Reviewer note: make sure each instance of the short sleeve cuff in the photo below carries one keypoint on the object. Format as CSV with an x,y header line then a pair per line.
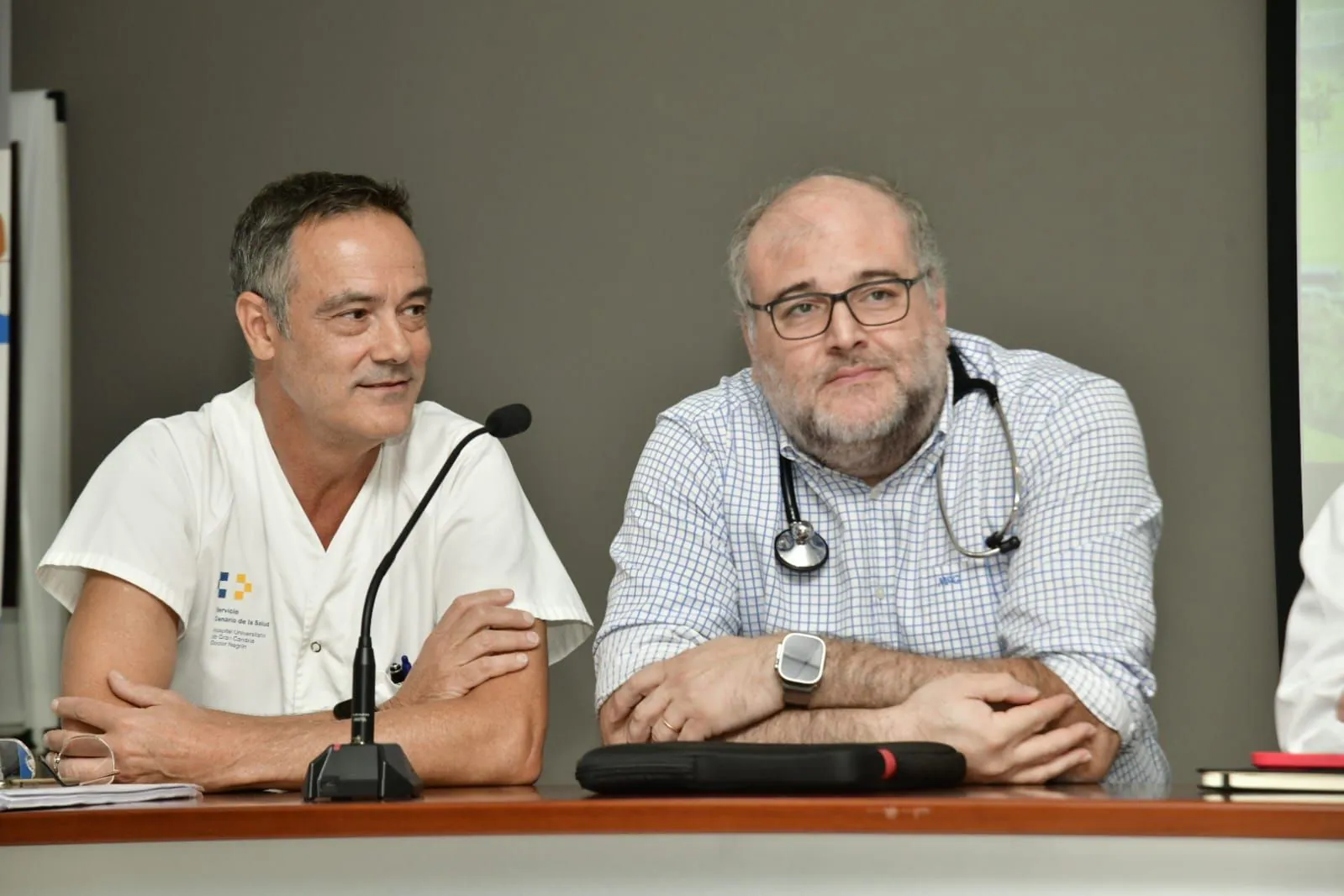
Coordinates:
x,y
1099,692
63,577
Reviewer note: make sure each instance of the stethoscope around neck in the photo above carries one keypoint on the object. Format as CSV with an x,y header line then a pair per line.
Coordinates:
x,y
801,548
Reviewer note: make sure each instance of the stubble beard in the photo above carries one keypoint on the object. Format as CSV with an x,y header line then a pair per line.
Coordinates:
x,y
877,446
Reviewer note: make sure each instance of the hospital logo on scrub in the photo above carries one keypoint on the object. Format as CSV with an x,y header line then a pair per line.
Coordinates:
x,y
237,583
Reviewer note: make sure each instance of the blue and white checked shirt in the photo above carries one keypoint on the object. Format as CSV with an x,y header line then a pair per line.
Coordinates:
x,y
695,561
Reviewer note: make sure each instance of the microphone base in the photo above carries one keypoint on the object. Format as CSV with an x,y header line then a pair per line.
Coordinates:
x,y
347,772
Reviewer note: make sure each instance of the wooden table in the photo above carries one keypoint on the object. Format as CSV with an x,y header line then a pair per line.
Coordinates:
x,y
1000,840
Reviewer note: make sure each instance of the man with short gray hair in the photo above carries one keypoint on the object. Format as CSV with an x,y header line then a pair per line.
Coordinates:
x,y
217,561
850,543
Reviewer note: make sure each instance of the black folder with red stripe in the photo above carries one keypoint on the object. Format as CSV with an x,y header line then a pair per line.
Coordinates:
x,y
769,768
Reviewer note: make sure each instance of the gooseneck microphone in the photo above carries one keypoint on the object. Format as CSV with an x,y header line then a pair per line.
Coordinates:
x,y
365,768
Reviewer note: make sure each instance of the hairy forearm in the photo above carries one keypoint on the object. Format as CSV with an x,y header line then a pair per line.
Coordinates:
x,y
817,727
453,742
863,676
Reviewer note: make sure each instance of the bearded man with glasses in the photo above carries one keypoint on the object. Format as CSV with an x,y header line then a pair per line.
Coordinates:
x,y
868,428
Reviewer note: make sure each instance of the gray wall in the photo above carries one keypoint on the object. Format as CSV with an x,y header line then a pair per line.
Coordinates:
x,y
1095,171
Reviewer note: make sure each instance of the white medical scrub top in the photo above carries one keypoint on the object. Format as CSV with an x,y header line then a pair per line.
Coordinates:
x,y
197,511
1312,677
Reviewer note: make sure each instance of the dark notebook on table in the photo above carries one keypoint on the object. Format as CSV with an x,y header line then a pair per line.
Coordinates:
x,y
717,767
============
INSTRUCTION: Transcribe the full listing above exactly, with the images removed.

SOLVED PROBLEM:
Reviewer note: make sure each instance of the short sleeve cuff in the photo below carries one keypoint on the object. Format as CSV with an x,y header line then a pair per line.
Coordinates:
x,y
1099,692
63,577
Reviewer note: make sure each instance of the stethoscope around neck in the photo above carries one keypoint on the object. Format as CSV with an x,y header line then a pair per line.
Coordinates:
x,y
801,548
Reviewer note: make sure each instance of the stubble beard in the photo above carries one keypoint on the object. Format as CSV with an x,y header line then a pair per line.
Coordinates:
x,y
877,446
Reviewer note: make sure each instance of the hospital logo on scrub in the photo above carries one keypoint on the object. Format as CSV with an x,y header line then a pair per line.
Coordinates:
x,y
237,583
Reviewer note: make sure each instance of the blue and white checked shirt in the photo above carries one keypoint on the object. Format as CSV with an x,y header line then a pair per line.
Coordinates:
x,y
695,561
Reviewer note: make sure each instance of the microphone base in the photo above carries one keypoint on the object. Format as CSV with an x,y header line then a pair per line.
Coordinates:
x,y
347,772
Reviewer note: make sure each instance of the wooden table in the photo above carries one keypoint on the object. Format as CSV with an x,y header line then a pair per line.
Coordinates:
x,y
1000,840
Reviewer note: make sure each instance of the man with short gray hair in the photo above carries one keypoint on the object. Format as CSV with an x,y header line then a pair per line.
Coordinates:
x,y
217,561
850,543
Reviewer note: make sure each instance of the black folder with red stripe in the photo above carries one keypoint on the object. Format as CSV with an x,y header line then a pair per line.
Coordinates:
x,y
769,768
Reviewer note: make sure each instance of the gooseneck microphone in the photo above carries one keypoint on the object. Format as CSV with an x,y header line then a pair per line.
Coordinates:
x,y
365,768
Reviewer note: make sure each instance of the hairy forearm in the photo above carries one keypoint on the object. Format as CSV with an x,y header line then a pair per line.
Coordinates:
x,y
817,727
453,742
863,676
Reviewer note: make sure each instance of the bearded man with glasses in the photo above carries one keypoint on the object. Format as CSV with an x,y header line then a pair per line.
Coordinates:
x,y
868,428
Reviewer note: make sure each instance of the gray wall in the photo above carries one keypoint on the object. Format as CSV with an x,y header line then a pair per line.
Coordinates:
x,y
1095,171
Reviewer note: make sure each instance of the white medical scrub top in the photo above carries one keypoint on the object. Format as CSV with an x,y header line then a pair per line.
Coordinates:
x,y
197,511
1312,677
Reviewer note: make sure each instance of the dark notebook on table in the photo above carries one keypoint on the object. Format as CSV with an x,y header line then a pair per line.
Coordinates:
x,y
717,767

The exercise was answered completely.